WHAT TO DO: Without altering anything, output the material below.

RECORDS FOR THIS TASK:
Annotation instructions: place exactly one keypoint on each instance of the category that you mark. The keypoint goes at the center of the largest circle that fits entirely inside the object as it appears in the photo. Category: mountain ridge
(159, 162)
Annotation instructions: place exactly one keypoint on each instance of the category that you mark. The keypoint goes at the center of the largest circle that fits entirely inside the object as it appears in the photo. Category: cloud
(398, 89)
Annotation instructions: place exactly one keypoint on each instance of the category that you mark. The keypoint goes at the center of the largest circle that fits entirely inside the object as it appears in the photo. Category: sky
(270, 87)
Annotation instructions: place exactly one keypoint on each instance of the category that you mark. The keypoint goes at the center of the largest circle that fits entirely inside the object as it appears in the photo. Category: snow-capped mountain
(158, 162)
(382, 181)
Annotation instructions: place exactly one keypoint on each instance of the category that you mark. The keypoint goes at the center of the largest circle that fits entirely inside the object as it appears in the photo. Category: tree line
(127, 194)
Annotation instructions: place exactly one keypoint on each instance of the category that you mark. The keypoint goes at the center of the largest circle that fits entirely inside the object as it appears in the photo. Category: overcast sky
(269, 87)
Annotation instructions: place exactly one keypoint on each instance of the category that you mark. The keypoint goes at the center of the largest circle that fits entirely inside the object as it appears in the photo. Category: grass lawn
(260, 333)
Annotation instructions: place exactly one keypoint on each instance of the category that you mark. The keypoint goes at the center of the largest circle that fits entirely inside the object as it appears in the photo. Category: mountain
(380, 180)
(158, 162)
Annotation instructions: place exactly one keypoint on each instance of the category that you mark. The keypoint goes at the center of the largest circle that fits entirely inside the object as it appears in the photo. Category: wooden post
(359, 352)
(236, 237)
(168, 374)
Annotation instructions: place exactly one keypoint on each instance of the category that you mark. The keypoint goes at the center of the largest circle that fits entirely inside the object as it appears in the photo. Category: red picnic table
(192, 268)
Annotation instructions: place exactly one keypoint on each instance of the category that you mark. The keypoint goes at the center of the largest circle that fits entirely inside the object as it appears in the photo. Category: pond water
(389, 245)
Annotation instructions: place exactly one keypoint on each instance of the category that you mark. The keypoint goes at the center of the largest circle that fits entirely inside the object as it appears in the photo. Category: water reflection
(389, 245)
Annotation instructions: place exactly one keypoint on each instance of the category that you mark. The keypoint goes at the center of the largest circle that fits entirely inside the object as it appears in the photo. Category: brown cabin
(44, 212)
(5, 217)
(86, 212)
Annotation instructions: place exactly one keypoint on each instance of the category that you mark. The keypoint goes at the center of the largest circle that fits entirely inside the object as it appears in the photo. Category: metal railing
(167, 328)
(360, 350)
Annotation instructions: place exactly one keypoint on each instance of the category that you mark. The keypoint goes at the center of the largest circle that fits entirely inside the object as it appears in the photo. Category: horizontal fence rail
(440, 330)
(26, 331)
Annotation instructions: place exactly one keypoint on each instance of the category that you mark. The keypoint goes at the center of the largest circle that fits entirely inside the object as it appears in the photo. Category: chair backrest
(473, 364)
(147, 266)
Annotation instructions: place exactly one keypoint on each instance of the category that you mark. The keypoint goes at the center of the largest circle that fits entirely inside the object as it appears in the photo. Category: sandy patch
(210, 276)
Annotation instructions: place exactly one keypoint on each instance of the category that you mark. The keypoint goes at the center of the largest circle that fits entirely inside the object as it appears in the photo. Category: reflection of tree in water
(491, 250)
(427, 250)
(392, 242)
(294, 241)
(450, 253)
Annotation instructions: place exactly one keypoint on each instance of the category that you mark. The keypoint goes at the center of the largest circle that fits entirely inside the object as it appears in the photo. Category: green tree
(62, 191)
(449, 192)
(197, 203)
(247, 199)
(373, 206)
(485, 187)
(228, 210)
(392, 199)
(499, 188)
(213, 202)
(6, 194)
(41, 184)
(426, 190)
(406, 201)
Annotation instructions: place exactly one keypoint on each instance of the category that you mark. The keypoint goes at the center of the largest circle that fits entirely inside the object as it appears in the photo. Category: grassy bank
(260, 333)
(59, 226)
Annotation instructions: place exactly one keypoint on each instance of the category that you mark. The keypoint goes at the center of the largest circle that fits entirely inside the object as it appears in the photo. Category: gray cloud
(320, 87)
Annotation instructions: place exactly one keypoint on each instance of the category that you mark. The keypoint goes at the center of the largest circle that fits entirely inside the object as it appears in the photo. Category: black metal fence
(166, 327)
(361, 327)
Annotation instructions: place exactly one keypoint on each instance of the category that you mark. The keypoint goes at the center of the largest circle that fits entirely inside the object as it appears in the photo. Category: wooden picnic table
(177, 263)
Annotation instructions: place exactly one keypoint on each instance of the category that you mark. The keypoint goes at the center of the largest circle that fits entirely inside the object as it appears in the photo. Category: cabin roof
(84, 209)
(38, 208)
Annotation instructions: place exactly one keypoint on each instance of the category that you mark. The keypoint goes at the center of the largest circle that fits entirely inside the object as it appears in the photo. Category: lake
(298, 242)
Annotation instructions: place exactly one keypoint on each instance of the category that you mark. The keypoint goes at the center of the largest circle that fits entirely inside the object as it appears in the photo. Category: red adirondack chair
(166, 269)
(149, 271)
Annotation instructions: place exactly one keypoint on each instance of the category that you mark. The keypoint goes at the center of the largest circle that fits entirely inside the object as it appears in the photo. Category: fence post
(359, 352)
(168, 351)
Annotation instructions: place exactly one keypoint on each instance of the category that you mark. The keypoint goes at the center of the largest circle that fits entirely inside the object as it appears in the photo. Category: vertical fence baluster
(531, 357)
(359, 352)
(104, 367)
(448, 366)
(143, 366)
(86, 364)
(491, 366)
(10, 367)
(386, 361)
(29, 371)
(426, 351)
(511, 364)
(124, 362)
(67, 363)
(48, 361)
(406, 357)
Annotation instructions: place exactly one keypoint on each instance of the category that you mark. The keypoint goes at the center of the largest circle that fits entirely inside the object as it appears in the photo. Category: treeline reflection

THE ANSWER:
Annotation instructions: place exactly one keypoint on each instance of the category that you mark. The keypoint goes at the center of the largest circle that fits entirely inside the object as it appears in the photo. Category: mountain ridge
(159, 162)
Annotation instructions: place exactly one keypoint on each instance of the category that you mark. The keypoint goes at the center of the largest circle that fits entirely inside the object as it appears in the photo. Category: cloud
(398, 89)
Annotation instructions: place exactly one keypoint on each instance of the category that you mark. The keypoint goes at the center of the largest circle that fits entirely inside the object as it appears in the photo. Category: sky
(270, 87)
Annotation instructions: place exactly one keypoint on each instance of the category that you mark. The keypoint goes at the center of the largest circle that fits entirely inside the object as it appears in the photo. Category: snow-capped mountain
(158, 162)
(382, 181)
Annotation instructions: place exactly one keypoint on each instance of the category that you mark. The keypoint goes at the center of the largest circle that fits entirely inside the object as it appears in the photo. Category: tree line
(127, 194)
Annotation instructions: place exactly one keypoint on each instance of the category that you mark. The keypoint goes at the center of the largest circle that fits entirely inside the object as it appears in the photo. Category: overcast sky
(269, 87)
Annotation instructions: place exactly one keypoint on each instance of the category that you mark. The keypoint goes at the center of the largest circle that fits entirely inside the object as it appears in the photo. Category: grass lawn
(260, 333)
Annotation instructions: place exactly one keypoint on each instance of the category that you mark. The keypoint goes at the center of the largest circle that fits entirely inside the object as it appears in the photo. Category: mountain
(380, 180)
(158, 162)
Annotation instructions: place exactly one keypoint on each instance of the category that you mark. The keypoint goes at the center of the largest circle that fits entirely inside the object as it appears in the photo. Category: wooden post
(359, 352)
(236, 237)
(168, 374)
Annotation instructions: place exactly one keypoint on each instance of the category that you mark. The keypoint goes at the center of the largest circle that fits entirely inside the object as it appears in the photo. Category: red picnic table
(192, 268)
Annotation instructions: place exactly one keypoint on each instance of the category that you mark. The keypoint goes at the center of the largest circle that fits entirely inside the object as it appears in the photo. Category: pond water
(389, 245)
Annotation instructions: place exactly one keypoint on each instance of the category that you mark. The keypoint goes at the center of the largest circle that fits entirely inside the object as it appears in the photo. Category: water reflection
(389, 245)
Annotation instructions: place exactly one keypoint on each instance of the category that you mark. The keypoint goes at the center of the largest circle that fits entirely inside the object as it appears in the photo. Category: brown cabin
(44, 212)
(5, 217)
(86, 212)
Annotation instructions: place exactly one keypoint on each instance of the category that you mark. The keypoint goes at the center of the largest circle that fits entirely inside the object as it appears in the photo. Category: metal railing
(167, 328)
(360, 350)
Annotation instructions: place exactly one keypoint on each instance of the category that you mark. The keypoint goes at the center of the largest circle that fits entirely inside the object as it appears in the photo. Category: horizontal fence rail
(440, 330)
(26, 331)
Annotation instructions: place exactly one keypoint on each instance of the category that you mark. The keypoint goes at the center of the largest circle that fits entirely inside the object as it appears in the photo. Category: chair backrest
(473, 364)
(147, 266)
Annotation instructions: place exactly one keypoint on each instance of the category that you mark. The keypoint goes at the center of the largest circle that fits entirely inside the object as it appears in the photo. Category: sandy patch
(210, 276)
Annotation instructions: place exactly one keypoint on each instance of the category that you mark. The keypoint goes at the center of the largest circle that fits entirely inside the object as it appears in the photo. Category: reflection of tree in water
(491, 250)
(427, 250)
(392, 242)
(294, 241)
(450, 253)
Annotation instructions: place exactly one keypoint on each instance of the category that you mark. The keypoint goes at the center of the largest circle that fits entirely inside the object as it appears in the photo. Category: green tree
(62, 191)
(449, 192)
(197, 203)
(247, 199)
(373, 206)
(485, 187)
(228, 210)
(392, 199)
(499, 188)
(213, 202)
(6, 194)
(41, 184)
(426, 190)
(406, 201)
Annotation instructions: place exactly one keypoint on each instance of the category that you mark. The keypoint goes at the center of the largest circle that fits entirely inside the object as it appears in the photo. Category: grassy bank
(260, 333)
(59, 226)
Annotation instructions: place exactly one keypoint on each instance of the category that you mark. The keypoint goes at the center of the largest circle that fits entirely inside the object as it appears in the photo. Category: gray cloud
(320, 87)
Annotation instructions: place exactly one keypoint on each instance of the category that you mark. The keypoint goes at the center of the largest circle that fits entirely inside the object as it appears in the photo. Category: black metal fence
(166, 327)
(361, 327)
Annotation instructions: place exactly one keypoint on each instance of the category that you mark. The keypoint goes at the center of the largest circle that fits entirely inside the object as it appears in the photo. Category: wooden picnic table
(177, 263)
Annotation instructions: place exactly one keypoint on each instance of the category that you mark. The keypoint goes at the center of the largest circle that fits entirely inside the object as it appears in the photo. Category: cabin roof
(84, 209)
(38, 208)
Annotation instructions: place exactly one keypoint on each instance of the category that you mark. The keypoint goes at the center of the largest circle that fits entirely inside the object as it appears in the photo. Category: lake
(298, 242)
Annotation instructions: place exactly one keypoint on each instance of the category that you mark. The keypoint goes at the center of the largest circle that fits entirely inside the object as it appears in the photo. Category: red adirondack chair
(166, 269)
(149, 271)
Annotation instructions: place exactly one keypoint on each instance of the category that you mark. The keypoint goes at the center of the largest circle that fits entirely inside the object as it appears in the photo. Category: fence post
(359, 352)
(168, 351)
Annotation instructions: place exactly one keypoint on each instance of the category that you mark. The keypoint goes at the center of the largest circle that fits entirely inside the object as it appears in the photo. Category: vertical fence baluster
(531, 357)
(359, 352)
(104, 367)
(448, 366)
(143, 366)
(86, 364)
(491, 366)
(10, 367)
(386, 361)
(29, 371)
(426, 351)
(511, 364)
(124, 362)
(67, 363)
(48, 361)
(406, 357)
Annotation instructions: place exactly one keypoint on each instance of the category that you mark. The keypoint goes at the center of the largest circle that fits entirely inside the object as it appears in the photo. Category: treeline reflection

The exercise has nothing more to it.